Top of Supplied data
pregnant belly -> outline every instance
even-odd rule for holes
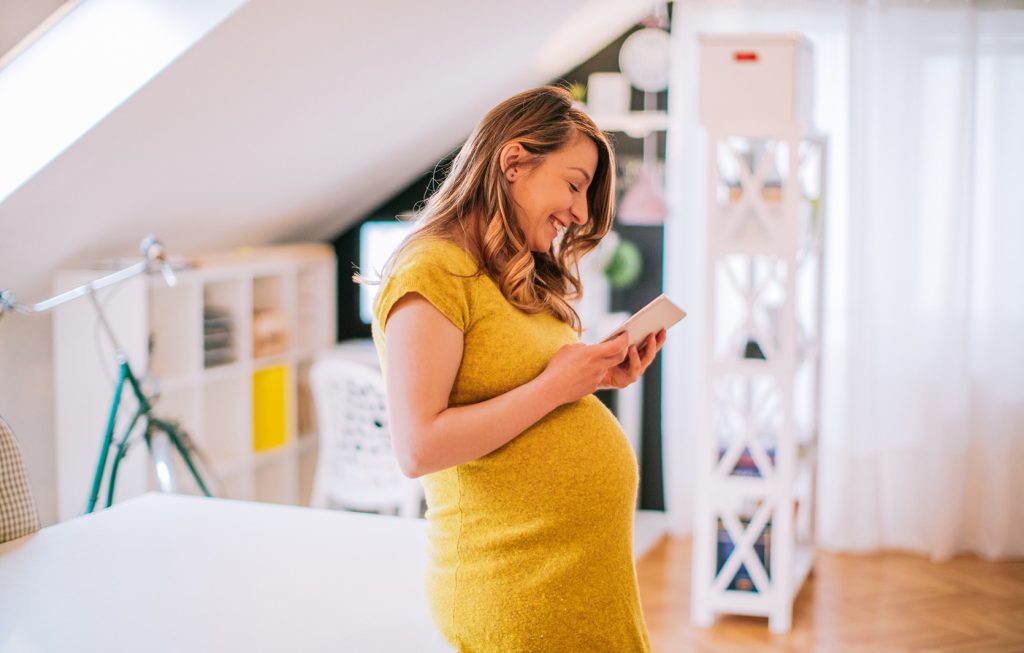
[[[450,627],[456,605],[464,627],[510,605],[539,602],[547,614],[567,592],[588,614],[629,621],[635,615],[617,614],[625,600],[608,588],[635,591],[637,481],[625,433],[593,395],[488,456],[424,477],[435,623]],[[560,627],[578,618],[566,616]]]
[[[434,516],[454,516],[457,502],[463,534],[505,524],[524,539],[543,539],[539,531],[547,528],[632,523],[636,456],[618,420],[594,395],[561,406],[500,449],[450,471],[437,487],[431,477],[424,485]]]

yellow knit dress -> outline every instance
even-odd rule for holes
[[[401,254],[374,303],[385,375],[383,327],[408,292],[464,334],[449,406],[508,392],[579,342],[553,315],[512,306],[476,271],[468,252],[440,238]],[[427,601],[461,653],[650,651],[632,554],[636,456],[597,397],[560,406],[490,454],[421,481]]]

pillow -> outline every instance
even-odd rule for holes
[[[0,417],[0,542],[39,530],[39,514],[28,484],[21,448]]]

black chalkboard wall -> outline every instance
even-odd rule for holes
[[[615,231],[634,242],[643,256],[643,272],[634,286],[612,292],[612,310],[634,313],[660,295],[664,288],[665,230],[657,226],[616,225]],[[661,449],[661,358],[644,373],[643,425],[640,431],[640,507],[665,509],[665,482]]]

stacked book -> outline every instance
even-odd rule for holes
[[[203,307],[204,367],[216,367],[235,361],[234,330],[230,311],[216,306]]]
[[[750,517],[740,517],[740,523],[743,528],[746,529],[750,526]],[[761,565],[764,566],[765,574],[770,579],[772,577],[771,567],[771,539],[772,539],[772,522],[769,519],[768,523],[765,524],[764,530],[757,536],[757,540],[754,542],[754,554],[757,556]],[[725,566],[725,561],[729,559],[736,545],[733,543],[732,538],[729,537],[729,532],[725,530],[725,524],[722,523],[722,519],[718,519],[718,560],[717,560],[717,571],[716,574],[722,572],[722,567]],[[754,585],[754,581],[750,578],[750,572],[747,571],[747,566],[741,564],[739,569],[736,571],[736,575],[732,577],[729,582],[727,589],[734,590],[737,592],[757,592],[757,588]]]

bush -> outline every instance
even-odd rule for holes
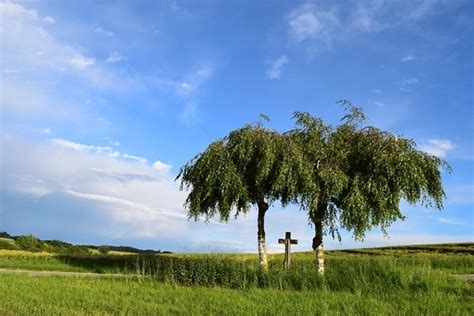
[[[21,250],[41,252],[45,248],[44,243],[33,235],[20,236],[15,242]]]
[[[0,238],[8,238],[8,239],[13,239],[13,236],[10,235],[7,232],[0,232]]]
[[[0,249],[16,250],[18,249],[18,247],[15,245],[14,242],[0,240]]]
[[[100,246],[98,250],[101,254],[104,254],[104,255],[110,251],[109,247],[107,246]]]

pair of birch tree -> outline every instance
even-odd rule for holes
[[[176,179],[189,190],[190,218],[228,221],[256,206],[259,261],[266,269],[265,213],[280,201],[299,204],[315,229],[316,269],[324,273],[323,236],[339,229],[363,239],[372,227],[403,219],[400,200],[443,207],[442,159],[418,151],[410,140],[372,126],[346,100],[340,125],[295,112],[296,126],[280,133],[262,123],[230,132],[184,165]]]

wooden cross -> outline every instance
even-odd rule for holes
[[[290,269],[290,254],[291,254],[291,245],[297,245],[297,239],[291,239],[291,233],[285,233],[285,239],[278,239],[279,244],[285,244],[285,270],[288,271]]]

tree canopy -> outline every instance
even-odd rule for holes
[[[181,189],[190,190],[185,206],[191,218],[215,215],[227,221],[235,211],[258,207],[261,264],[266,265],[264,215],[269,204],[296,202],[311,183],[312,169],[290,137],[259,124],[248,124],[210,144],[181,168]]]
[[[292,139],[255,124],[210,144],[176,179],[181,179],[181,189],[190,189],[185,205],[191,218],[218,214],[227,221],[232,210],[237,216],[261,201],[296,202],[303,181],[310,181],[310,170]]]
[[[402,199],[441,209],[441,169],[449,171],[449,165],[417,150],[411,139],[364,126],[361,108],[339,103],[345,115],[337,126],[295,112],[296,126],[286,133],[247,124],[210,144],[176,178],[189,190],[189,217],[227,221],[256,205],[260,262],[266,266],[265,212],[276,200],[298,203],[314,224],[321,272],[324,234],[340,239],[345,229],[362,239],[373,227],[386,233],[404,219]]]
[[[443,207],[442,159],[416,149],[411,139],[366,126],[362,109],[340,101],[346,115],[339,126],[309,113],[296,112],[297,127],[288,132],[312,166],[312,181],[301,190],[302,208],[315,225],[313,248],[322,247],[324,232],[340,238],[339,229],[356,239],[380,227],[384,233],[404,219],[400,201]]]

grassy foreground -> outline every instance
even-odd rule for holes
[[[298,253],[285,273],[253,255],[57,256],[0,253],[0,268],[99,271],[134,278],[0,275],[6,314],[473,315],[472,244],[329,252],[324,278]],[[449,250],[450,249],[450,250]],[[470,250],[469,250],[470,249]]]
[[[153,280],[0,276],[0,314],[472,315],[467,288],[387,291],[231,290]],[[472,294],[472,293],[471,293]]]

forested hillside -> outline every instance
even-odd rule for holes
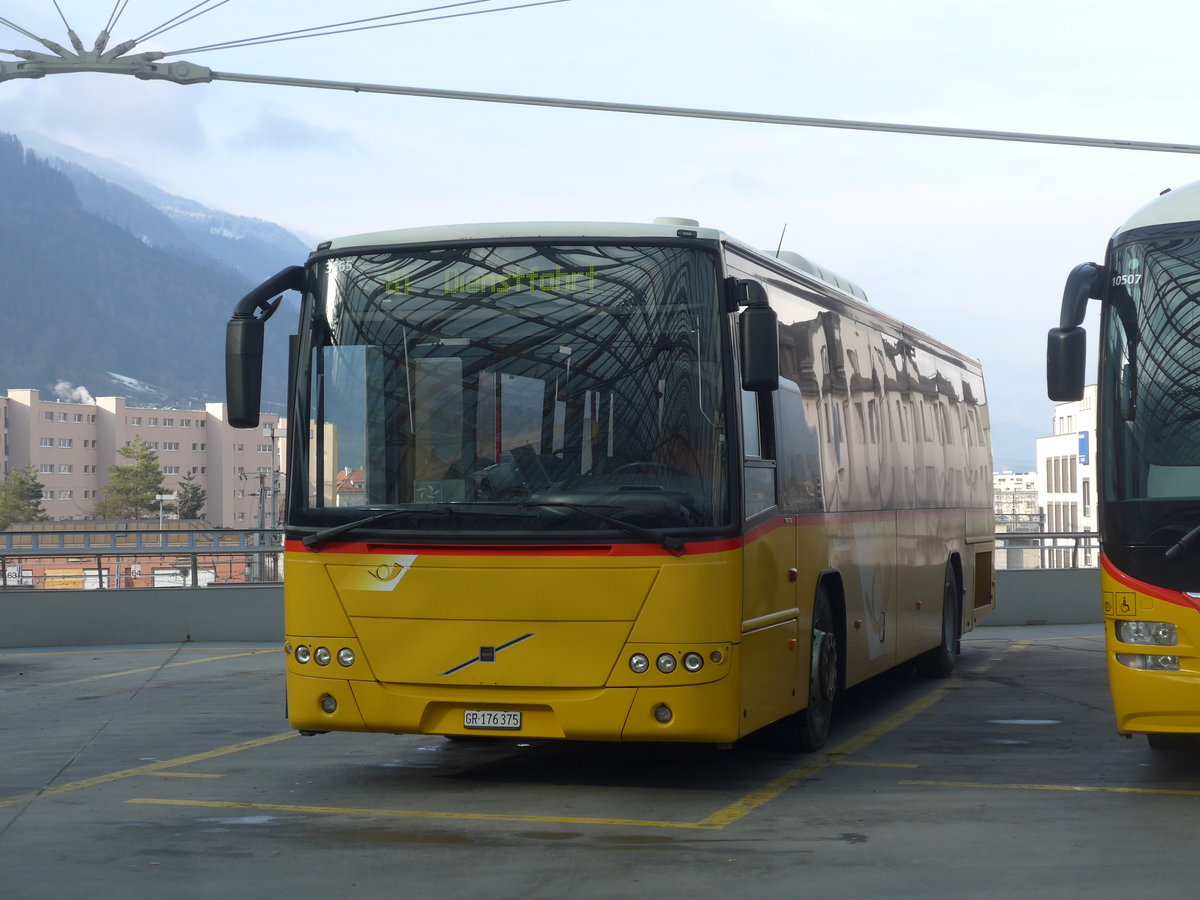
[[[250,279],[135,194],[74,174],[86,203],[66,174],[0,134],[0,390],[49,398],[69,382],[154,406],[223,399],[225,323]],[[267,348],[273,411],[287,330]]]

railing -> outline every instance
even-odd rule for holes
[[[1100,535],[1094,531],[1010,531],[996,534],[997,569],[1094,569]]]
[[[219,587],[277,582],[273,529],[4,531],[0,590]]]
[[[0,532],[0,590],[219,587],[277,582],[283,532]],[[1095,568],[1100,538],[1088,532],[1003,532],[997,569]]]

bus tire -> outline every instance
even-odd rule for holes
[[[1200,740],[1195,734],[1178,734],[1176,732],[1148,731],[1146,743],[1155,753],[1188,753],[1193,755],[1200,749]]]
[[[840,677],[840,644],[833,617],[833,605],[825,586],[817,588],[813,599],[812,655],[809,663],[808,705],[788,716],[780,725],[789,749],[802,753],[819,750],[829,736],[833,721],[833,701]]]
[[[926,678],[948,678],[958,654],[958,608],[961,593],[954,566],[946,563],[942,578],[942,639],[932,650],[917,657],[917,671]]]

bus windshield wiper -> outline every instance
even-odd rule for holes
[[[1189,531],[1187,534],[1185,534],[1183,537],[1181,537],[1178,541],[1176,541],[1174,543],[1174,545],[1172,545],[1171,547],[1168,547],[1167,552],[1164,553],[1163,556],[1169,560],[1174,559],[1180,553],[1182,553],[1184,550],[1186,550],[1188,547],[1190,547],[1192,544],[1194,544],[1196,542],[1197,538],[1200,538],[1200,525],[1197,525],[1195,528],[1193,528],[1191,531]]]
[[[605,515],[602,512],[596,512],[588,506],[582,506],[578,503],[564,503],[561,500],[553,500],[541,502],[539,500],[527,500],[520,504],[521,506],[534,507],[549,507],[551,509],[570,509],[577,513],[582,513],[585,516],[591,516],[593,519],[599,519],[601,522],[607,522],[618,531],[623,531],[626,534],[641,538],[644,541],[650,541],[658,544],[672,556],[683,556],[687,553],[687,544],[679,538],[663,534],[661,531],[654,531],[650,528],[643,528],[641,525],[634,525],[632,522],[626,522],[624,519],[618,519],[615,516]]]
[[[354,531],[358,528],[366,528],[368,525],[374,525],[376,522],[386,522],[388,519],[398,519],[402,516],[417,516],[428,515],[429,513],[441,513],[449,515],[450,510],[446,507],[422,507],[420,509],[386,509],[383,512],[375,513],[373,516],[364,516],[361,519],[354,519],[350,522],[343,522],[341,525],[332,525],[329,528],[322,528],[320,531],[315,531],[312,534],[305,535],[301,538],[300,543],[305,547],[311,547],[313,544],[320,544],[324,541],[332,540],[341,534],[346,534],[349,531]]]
Bottom of Supplied data
> [Problem requirements] The entries are to be transcribed in full. Their pictures are not.

> [Result of the exercise]
pregnant belly -> outline every instance
even-odd rule for holes
[[[450,627],[456,605],[464,627],[510,605],[539,602],[547,614],[567,592],[588,614],[629,621],[635,615],[617,614],[625,600],[608,588],[635,591],[637,481],[625,433],[593,395],[488,456],[424,477],[435,623]],[[560,627],[578,618],[566,616]]]
[[[434,516],[454,516],[457,502],[463,534],[505,524],[524,539],[543,539],[539,531],[547,528],[632,523],[636,456],[618,420],[594,395],[561,406],[500,449],[450,471],[437,487],[431,477],[424,485]]]

yellow knit dress -> outline every instance
even-odd rule for holes
[[[401,254],[374,303],[385,375],[383,327],[408,292],[464,334],[449,406],[508,392],[579,342],[553,315],[512,306],[476,271],[468,252],[440,238]],[[427,601],[461,653],[650,651],[632,554],[636,456],[597,397],[560,406],[490,454],[421,481]]]

pillow -> outline every instance
even-odd rule for holes
[[[0,417],[0,542],[39,530],[39,514],[28,484],[21,448]]]

black chalkboard wall -> outline every instance
even-odd rule for holes
[[[615,231],[634,242],[643,256],[643,272],[634,286],[612,292],[612,310],[634,313],[660,295],[664,288],[665,230],[657,226],[616,225]],[[661,449],[661,358],[644,373],[643,425],[640,431],[640,507],[665,509],[665,482]]]

stacked book -> outline every instance
even-odd rule for holes
[[[203,307],[204,367],[216,367],[235,361],[234,330],[230,311],[216,306]]]
[[[750,517],[740,517],[740,523],[743,528],[746,529],[750,526]],[[761,565],[764,566],[765,574],[770,579],[772,577],[771,567],[771,539],[772,539],[772,522],[769,519],[768,523],[765,524],[764,530],[757,536],[757,540],[754,542],[754,554],[757,556]],[[725,566],[725,561],[729,559],[736,545],[733,543],[732,538],[729,537],[729,532],[725,530],[725,524],[722,523],[722,519],[718,519],[718,560],[717,560],[717,571],[716,574],[722,572],[722,567]],[[754,585],[754,581],[750,578],[750,572],[747,571],[747,566],[741,564],[739,569],[736,571],[736,575],[732,577],[729,582],[727,589],[734,590],[737,592],[757,592],[757,588]]]

bush -> outline every instance
even-odd rule for holes
[[[21,250],[41,252],[45,248],[44,243],[33,235],[20,236],[15,242]]]
[[[0,238],[8,238],[8,239],[13,239],[13,236],[10,235],[7,232],[0,232]]]
[[[0,249],[16,250],[18,249],[18,247],[15,245],[14,242],[0,240]]]
[[[100,246],[98,250],[101,254],[104,254],[104,255],[110,251],[109,247],[107,246]]]

pair of birch tree -> outline every instance
even-odd rule for holes
[[[176,179],[189,190],[190,218],[228,221],[256,206],[259,261],[266,269],[265,213],[280,201],[299,204],[315,229],[316,269],[324,273],[323,236],[339,229],[363,239],[372,227],[403,219],[400,200],[443,207],[442,159],[418,151],[410,140],[372,126],[346,100],[340,125],[295,112],[296,126],[280,133],[262,123],[230,132],[184,165]]]

wooden cross -> outline every instance
even-odd rule for holes
[[[290,269],[290,254],[291,254],[291,245],[297,245],[297,239],[291,239],[291,233],[285,233],[285,239],[278,239],[279,244],[285,244],[285,270],[288,271]]]

tree canopy -> outline every instance
even-odd rule for holes
[[[181,189],[190,190],[185,206],[191,218],[215,215],[227,221],[235,211],[258,207],[261,264],[266,265],[264,215],[269,204],[296,202],[311,183],[312,169],[290,137],[259,124],[248,124],[210,144],[181,168]]]
[[[292,139],[255,124],[210,144],[176,179],[181,179],[181,189],[190,189],[185,205],[191,218],[218,214],[227,221],[232,210],[237,216],[261,201],[296,202],[303,181],[310,181],[310,170]]]
[[[402,199],[441,209],[441,169],[449,171],[449,165],[417,150],[411,139],[364,126],[361,108],[339,103],[345,115],[337,126],[295,112],[296,126],[286,133],[247,124],[210,144],[176,178],[189,190],[189,217],[227,221],[256,205],[260,262],[266,266],[265,212],[276,200],[298,203],[314,224],[321,272],[324,234],[340,239],[345,229],[362,239],[373,227],[386,233],[404,219]]]
[[[443,207],[442,159],[416,149],[411,139],[366,126],[362,109],[340,101],[346,115],[339,126],[309,113],[296,112],[297,127],[288,132],[312,166],[312,181],[301,190],[302,208],[315,225],[313,248],[322,247],[324,232],[340,238],[339,229],[356,239],[380,227],[384,233],[404,219],[400,201]]]

grassy foreground -> outline every instance
even-odd rule for holes
[[[298,253],[285,273],[253,255],[57,256],[0,253],[0,268],[99,271],[134,278],[0,275],[6,314],[473,315],[472,244],[329,252],[324,278]],[[449,250],[450,249],[450,250]],[[470,250],[469,250],[470,249]]]
[[[153,280],[0,276],[0,314],[472,315],[467,288],[387,291],[231,290]],[[472,294],[472,293],[471,293]]]

forested hillside -> outline every instance
even-odd rule for holes
[[[250,279],[135,194],[74,174],[86,203],[66,174],[0,134],[0,390],[49,398],[69,382],[154,406],[223,399],[225,323]],[[267,348],[273,411],[287,330]]]

railing -> outline every instance
even-odd rule for holes
[[[1100,535],[1094,531],[1010,531],[996,534],[997,569],[1094,569]]]
[[[219,587],[277,582],[273,529],[4,531],[0,590]]]
[[[0,532],[0,590],[219,587],[277,582],[283,532]],[[1095,568],[1100,538],[1088,532],[1003,532],[997,569]]]

bus tire -> outline every instance
even-odd rule for holes
[[[1200,740],[1195,734],[1178,734],[1176,732],[1148,731],[1146,743],[1155,753],[1188,753],[1193,755],[1200,749]]]
[[[840,677],[840,644],[833,617],[833,605],[825,586],[817,588],[813,599],[812,655],[809,663],[808,705],[788,716],[780,725],[789,749],[802,753],[819,750],[829,736],[833,721],[833,701]]]
[[[926,678],[948,678],[958,654],[958,608],[961,593],[954,566],[946,563],[942,578],[942,639],[932,650],[917,657],[917,671]]]

bus windshield wiper -> outline every instance
even-odd rule for holes
[[[1189,531],[1187,534],[1185,534],[1183,537],[1181,537],[1178,541],[1176,541],[1174,543],[1174,545],[1172,545],[1171,547],[1168,547],[1167,552],[1164,553],[1163,556],[1169,560],[1174,559],[1180,553],[1182,553],[1184,550],[1186,550],[1188,547],[1190,547],[1192,544],[1194,544],[1196,542],[1197,538],[1200,538],[1200,525],[1197,525],[1195,528],[1193,528],[1191,531]]]
[[[605,515],[602,512],[596,512],[588,506],[582,506],[578,503],[564,503],[561,500],[553,500],[541,502],[539,500],[527,500],[520,504],[521,506],[534,507],[549,507],[551,509],[570,509],[577,513],[582,513],[585,516],[591,516],[593,519],[599,519],[601,522],[607,522],[618,531],[623,531],[626,534],[641,538],[644,541],[650,541],[658,544],[672,556],[683,556],[687,553],[687,544],[679,538],[663,534],[661,531],[654,531],[650,528],[643,528],[641,525],[634,525],[632,522],[626,522],[624,519],[618,519],[615,516]]]
[[[354,531],[358,528],[366,528],[368,525],[374,525],[376,522],[386,522],[388,519],[398,519],[402,516],[417,516],[428,515],[429,513],[441,513],[449,515],[450,510],[446,507],[422,507],[420,509],[386,509],[383,512],[375,513],[373,516],[364,516],[361,519],[354,519],[350,522],[343,522],[341,525],[332,525],[329,528],[322,528],[320,531],[315,531],[312,534],[305,535],[301,538],[300,543],[305,547],[311,547],[313,544],[320,544],[324,541],[332,540],[341,534],[346,534],[349,531]]]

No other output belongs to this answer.